▸ **Aim of the exercise**
Count the lines in the records below that contain the string "hull", and reply with only that number.

▸ **Given records**
--- start ---

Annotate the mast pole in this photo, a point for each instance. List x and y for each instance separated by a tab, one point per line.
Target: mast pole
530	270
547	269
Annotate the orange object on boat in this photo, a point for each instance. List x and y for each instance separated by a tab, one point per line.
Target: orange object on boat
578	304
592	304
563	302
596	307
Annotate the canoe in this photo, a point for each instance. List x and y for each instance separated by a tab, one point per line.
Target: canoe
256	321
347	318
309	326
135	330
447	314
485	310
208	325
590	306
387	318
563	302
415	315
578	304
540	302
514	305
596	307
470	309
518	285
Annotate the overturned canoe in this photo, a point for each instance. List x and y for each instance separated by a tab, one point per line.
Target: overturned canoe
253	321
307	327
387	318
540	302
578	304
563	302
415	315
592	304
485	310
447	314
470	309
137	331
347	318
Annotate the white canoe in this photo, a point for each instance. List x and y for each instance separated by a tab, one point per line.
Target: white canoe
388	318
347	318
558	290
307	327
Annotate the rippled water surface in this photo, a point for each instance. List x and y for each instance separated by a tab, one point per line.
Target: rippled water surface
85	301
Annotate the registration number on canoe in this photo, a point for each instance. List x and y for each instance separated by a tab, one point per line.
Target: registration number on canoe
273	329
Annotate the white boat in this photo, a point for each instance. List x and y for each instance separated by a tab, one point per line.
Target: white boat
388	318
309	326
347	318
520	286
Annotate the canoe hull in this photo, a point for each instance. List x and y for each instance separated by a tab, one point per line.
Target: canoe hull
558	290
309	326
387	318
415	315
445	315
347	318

--- end ---
--- start ---

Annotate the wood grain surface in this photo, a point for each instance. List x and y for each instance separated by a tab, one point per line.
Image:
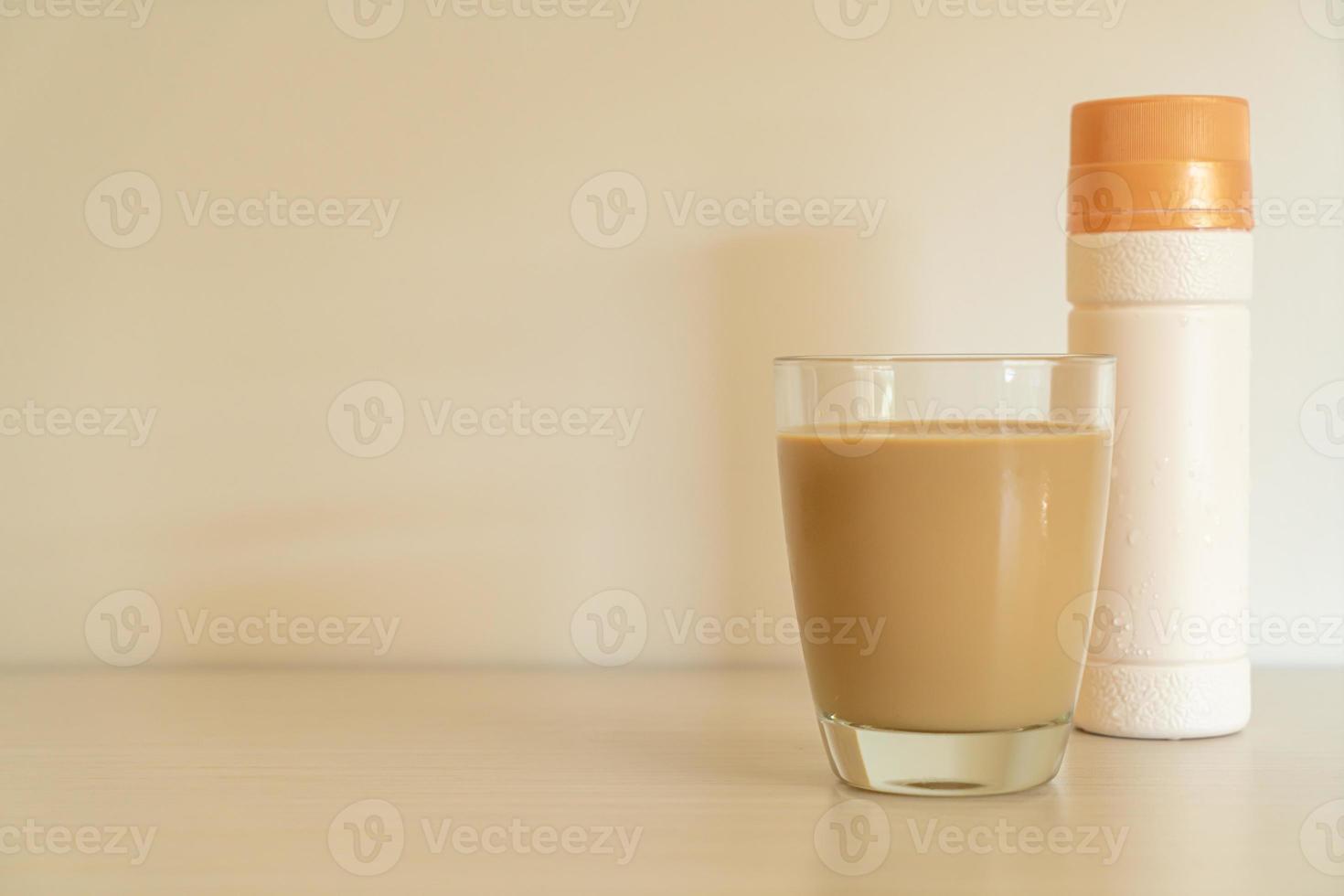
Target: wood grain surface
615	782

--- end ---

▸ **Solution to the problem**
2